===== GIVEN RECORDS =====

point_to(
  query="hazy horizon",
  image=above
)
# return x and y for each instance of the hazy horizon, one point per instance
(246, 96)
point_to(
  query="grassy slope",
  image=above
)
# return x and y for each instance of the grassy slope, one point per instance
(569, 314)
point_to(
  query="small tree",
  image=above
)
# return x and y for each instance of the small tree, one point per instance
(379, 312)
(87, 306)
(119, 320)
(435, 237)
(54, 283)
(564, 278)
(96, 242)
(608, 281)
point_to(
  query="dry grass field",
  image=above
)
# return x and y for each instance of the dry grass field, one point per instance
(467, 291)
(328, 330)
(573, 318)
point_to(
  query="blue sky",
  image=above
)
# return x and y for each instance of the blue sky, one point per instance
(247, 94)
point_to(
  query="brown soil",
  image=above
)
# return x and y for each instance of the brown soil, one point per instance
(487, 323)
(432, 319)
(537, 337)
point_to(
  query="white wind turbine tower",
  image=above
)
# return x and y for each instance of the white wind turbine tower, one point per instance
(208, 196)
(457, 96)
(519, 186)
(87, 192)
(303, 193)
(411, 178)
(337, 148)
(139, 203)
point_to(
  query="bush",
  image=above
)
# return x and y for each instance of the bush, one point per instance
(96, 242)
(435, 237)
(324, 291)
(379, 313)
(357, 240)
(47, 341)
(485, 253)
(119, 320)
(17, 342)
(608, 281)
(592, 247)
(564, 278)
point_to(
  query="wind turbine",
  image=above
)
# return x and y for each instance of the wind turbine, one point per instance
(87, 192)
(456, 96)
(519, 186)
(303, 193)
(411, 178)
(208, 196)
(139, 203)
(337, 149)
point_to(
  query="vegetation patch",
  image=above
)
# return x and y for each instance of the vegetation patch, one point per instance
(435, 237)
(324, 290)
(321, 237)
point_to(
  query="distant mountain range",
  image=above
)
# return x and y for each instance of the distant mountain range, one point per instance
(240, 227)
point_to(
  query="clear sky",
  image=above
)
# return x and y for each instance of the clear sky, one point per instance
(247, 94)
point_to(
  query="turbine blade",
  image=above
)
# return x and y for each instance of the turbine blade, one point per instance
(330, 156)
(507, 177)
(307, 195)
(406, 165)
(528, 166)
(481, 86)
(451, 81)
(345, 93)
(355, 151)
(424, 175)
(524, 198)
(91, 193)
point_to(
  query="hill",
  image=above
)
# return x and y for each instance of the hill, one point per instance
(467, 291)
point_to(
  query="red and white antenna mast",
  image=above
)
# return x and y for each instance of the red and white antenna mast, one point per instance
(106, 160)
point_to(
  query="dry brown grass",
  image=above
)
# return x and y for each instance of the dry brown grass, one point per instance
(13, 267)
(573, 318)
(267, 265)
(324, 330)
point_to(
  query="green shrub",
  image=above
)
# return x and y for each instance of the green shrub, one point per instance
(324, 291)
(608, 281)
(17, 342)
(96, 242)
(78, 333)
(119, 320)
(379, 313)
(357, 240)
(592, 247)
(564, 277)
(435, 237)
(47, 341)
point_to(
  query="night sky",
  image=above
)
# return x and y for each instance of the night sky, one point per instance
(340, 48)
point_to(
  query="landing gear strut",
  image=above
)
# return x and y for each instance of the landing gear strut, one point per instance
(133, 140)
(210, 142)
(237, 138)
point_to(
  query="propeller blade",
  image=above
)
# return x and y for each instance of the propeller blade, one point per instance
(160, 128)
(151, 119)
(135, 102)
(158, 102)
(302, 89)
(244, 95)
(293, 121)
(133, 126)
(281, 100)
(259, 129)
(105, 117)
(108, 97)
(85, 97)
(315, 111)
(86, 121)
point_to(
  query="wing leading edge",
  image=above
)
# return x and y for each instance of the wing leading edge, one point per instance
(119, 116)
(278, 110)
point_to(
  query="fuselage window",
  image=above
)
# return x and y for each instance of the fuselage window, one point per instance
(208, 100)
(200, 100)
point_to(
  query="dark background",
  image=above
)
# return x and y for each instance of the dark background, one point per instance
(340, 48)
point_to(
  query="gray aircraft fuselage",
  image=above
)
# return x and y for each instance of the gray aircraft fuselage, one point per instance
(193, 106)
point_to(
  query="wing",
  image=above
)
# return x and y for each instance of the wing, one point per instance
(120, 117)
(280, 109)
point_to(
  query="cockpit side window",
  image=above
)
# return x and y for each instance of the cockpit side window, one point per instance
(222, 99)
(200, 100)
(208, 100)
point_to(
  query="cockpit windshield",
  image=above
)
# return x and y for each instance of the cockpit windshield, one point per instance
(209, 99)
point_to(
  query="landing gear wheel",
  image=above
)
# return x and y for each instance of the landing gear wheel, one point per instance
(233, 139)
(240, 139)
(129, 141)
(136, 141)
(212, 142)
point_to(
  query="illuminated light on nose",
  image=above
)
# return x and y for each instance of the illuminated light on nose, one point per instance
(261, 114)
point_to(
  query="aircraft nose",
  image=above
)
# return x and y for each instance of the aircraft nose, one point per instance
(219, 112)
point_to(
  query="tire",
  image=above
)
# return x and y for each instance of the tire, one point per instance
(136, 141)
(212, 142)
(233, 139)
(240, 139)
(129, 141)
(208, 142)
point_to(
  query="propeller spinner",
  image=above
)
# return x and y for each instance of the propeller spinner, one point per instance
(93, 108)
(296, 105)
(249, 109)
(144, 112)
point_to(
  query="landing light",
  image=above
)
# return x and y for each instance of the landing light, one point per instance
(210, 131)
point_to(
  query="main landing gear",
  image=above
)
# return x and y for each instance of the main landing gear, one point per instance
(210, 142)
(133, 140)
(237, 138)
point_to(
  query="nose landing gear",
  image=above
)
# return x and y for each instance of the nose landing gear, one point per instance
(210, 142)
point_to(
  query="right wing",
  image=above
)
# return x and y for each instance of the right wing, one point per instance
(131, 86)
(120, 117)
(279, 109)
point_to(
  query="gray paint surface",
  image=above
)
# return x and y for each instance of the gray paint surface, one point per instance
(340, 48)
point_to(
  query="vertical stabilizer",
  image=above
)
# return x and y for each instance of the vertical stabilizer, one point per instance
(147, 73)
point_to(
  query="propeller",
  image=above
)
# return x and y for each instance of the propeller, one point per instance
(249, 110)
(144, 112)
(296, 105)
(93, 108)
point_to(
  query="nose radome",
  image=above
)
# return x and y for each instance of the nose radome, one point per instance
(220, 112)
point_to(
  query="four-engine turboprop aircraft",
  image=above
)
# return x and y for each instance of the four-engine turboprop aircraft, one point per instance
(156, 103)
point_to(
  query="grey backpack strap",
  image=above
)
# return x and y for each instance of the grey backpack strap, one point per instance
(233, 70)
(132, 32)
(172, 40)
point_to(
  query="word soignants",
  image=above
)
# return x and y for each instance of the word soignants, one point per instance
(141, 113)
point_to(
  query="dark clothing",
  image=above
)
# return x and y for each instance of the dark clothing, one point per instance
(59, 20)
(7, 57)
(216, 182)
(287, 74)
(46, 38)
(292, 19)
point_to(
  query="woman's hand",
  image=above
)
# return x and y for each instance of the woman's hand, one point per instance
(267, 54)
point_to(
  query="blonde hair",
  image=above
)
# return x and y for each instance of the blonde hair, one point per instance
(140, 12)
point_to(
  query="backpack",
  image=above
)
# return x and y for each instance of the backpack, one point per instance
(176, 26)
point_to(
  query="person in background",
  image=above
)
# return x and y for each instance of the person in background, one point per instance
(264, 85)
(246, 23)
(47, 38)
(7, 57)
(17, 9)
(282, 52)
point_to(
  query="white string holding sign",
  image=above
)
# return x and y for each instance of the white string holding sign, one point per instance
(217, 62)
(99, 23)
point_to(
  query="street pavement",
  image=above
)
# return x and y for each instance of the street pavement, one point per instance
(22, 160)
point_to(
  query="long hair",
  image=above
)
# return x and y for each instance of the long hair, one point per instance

=====

- WHAT TO DO: Copy every line verbatim.

- RESULT OF THIS EXERCISE:
point_to(
  query="hazy horizon",
  image=above
)
# return x and y for each instance of the hazy horizon, one point per instance
(246, 96)
point_to(
  query="grassy slope",
  image=above
)
# return x and y for each instance of the grassy slope, one point per instance
(569, 314)
point_to(
  query="small tree",
  image=above
)
# return x and y for each instance of the small tree, one point per instance
(379, 312)
(87, 306)
(119, 320)
(435, 237)
(54, 283)
(564, 278)
(96, 242)
(608, 281)
point_to(
  query="dry grass field",
  image=above
)
# return x and y for each instance of the dry grass field, one point per instance
(467, 291)
(328, 330)
(573, 318)
point_to(
  query="blue sky",
  image=above
)
# return x and y for each instance of the blue sky, one point per instance
(247, 94)
point_to(
  query="brown soil",
  image=above
)
# return x and y for each instance of the brown soil, one point per instance
(487, 323)
(432, 319)
(537, 337)
point_to(
  query="white wind turbine tower",
  image=above
)
# return x and y for each instance of the white wind turbine tower, one point per instance
(208, 196)
(457, 96)
(519, 186)
(87, 192)
(303, 193)
(411, 178)
(337, 148)
(139, 203)
point_to(
  query="bush",
  image=above
)
# return x and y for each instance of the bush, one point per instance
(96, 242)
(435, 237)
(324, 291)
(379, 313)
(357, 240)
(47, 341)
(485, 253)
(119, 320)
(17, 342)
(608, 281)
(592, 247)
(564, 278)
point_to(
  query="wind turbine",
  image=above
)
# return x and y for each instance of the wind turbine, one point per instance
(87, 192)
(456, 96)
(519, 186)
(303, 193)
(411, 178)
(208, 196)
(139, 203)
(337, 149)
point_to(
  query="vegetation patch",
  image=above
)
# return x and y for each instance of the vegetation patch, one point per instance
(435, 237)
(324, 290)
(321, 237)
point_to(
  query="distant mountain range",
  image=above
)
# return x and y for each instance of the distant mountain range, one point per instance
(240, 227)
point_to(
  query="clear sky",
  image=above
)
# return x and y for each instance of the clear sky, one point per instance
(247, 94)
point_to(
  query="turbine blade",
  image=above
)
# return x and y for each instance of the turbine blade, one point per instance
(330, 156)
(507, 177)
(307, 195)
(406, 165)
(528, 166)
(481, 86)
(451, 81)
(345, 93)
(355, 151)
(424, 175)
(524, 198)
(91, 193)
point_to(
  query="hill",
  image=above
)
# return x and y for each instance of the hill, one point per instance
(467, 291)
point_to(
  query="red and white antenna mast",
  image=above
)
# return x and y for each instance of the red and white antenna mast, one point per instance
(106, 160)
point_to(
  query="dry brown grass",
  image=above
)
# return x and y for each instance of the dry brown grass, one point per instance
(13, 267)
(573, 318)
(267, 265)
(324, 330)
point_to(
  query="green shrub",
  image=above
)
# return x and y for each instance of the green shrub, one point per instance
(324, 291)
(608, 281)
(17, 342)
(96, 242)
(78, 333)
(119, 320)
(379, 313)
(357, 240)
(592, 247)
(564, 277)
(435, 237)
(47, 341)
point_to(
  query="night sky",
  image=above
)
# return x and y for each instance of the night sky, one point per instance
(340, 48)
point_to(
  query="landing gear strut",
  image=above
)
# return x and y for each instance of the landing gear strut, one point per instance
(133, 140)
(210, 142)
(237, 138)
point_to(
  query="propeller blade",
  image=above
)
# return x and y for each instance of the propeller blade, one point per instance
(160, 128)
(151, 119)
(135, 102)
(158, 102)
(302, 89)
(244, 95)
(293, 121)
(133, 126)
(281, 100)
(259, 129)
(105, 117)
(108, 97)
(85, 97)
(315, 111)
(86, 121)
point_to(
  query="wing leading edge",
  image=above
)
# return x and y for each instance of the wing leading edge, one point per instance
(119, 116)
(278, 110)
point_to(
  query="fuselage window",
  image=above
)
# return x and y for each instance of the fuselage window, one point per instance
(208, 100)
(200, 100)
point_to(
  query="dark background",
  image=above
)
# return x and y for each instance of the dark background, one point per instance
(340, 48)
point_to(
  query="gray aircraft fuselage",
  image=above
)
# return x and y for each instance of the gray aircraft fuselage, one point per instance
(193, 106)
point_to(
  query="wing",
  image=above
)
# return x and y for each instance of the wing, one point per instance
(120, 117)
(280, 109)
point_to(
  query="cockpit side window",
  image=above
)
# return x and y for each instance of the cockpit side window, one point per instance
(222, 99)
(200, 100)
(208, 100)
point_to(
  query="cockpit windshield",
  image=above
)
# return x and y for each instance of the cockpit windshield, one point per instance
(209, 99)
point_to(
  query="landing gear wheel",
  image=above
)
# return x and y for each instance of the landing gear wheel, one point per instance
(233, 139)
(240, 139)
(129, 141)
(136, 141)
(212, 142)
point_to(
  query="illuminated light on nose",
  image=above
)
# return x and y for each instance of the illuminated light on nose, one point per instance
(261, 114)
point_to(
  query="aircraft nose",
  image=above
)
# return x and y for each instance of the aircraft nose, one point per instance
(219, 112)
point_to(
  query="tire",
  image=above
)
# return x and y for each instance of the tire, one point per instance
(136, 141)
(212, 142)
(233, 139)
(240, 139)
(129, 141)
(208, 142)
point_to(
  query="propeller spinner",
  image=above
)
# return x and y for each instance of the propeller spinner, one point per instance
(93, 108)
(296, 105)
(249, 109)
(144, 112)
point_to(
  query="landing light",
  image=above
)
# return x and y for each instance of the landing light, one point per instance
(210, 131)
point_to(
  query="main landing gear",
  image=above
)
# return x and y for each instance of the main landing gear, one point per instance
(210, 142)
(133, 140)
(237, 138)
point_to(
  query="nose landing gear",
  image=above
)
# return x and y for each instance of the nose landing gear, one point per instance
(210, 142)
point_to(
  query="right wing",
  image=above
)
# return x and y for each instance of the right wing, one point per instance
(131, 86)
(120, 117)
(279, 109)
point_to(
  query="gray paint surface",
  image=above
)
# return x and y for each instance of the gray paint surface, one point per instance
(340, 48)
point_to(
  query="vertical stabilizer",
  image=above
)
# return x and y for each instance of the vertical stabilizer, one point per instance
(147, 73)
point_to(
  query="propeller",
  image=above
)
# return x and y for each instance of the propeller, one point per instance
(249, 110)
(144, 112)
(296, 105)
(93, 108)
point_to(
  query="nose radome",
  image=above
)
# return x and y for each instance of the nose radome, one point per instance
(220, 112)
point_to(
  query="four-engine turboprop aircraft",
  image=above
)
# return x and y for each instance of the four-engine turboprop aircraft, one point per instance
(156, 103)
point_to(
  query="grey backpack strap",
  image=above
)
# return x and y for each instance of the grey backpack strap, one point per instance
(233, 70)
(132, 32)
(172, 40)
point_to(
  query="word soignants",
  image=above
)
# return x and y for each instance of the word soignants, one point per instance
(141, 113)
point_to(
  query="dark clothing",
  image=above
)
# return x and y for each instance of the dark clothing, one point per instance
(59, 20)
(7, 57)
(216, 182)
(287, 74)
(46, 38)
(292, 19)
point_to(
  query="woman's hand",
  image=above
)
# return x and y for each instance of the woman's hand, one point per instance
(267, 54)
point_to(
  query="blonde hair",
  image=above
)
# return x and y for each instance of the blonde hair, one point per instance
(140, 12)
point_to(
  query="backpack",
  image=above
)
# return x and y for each instance of the backpack, one point per instance
(176, 26)
point_to(
  query="person in background",
  image=above
)
# return x and y for each instance of the person in background, one point per instance
(264, 85)
(246, 23)
(47, 38)
(7, 57)
(17, 9)
(282, 52)
point_to(
  query="white string holding sign",
  image=above
)
# return x and y for each instance of the white string holding sign, one point per instance
(217, 62)
(99, 23)
point_to(
  query="street pavement",
  image=above
)
# return x and y for each instance of the street pavement, one point per instance
(22, 160)
point_to(
  query="long hair",
  image=above
)
# return x and y for each instance of the long hair, one point per instance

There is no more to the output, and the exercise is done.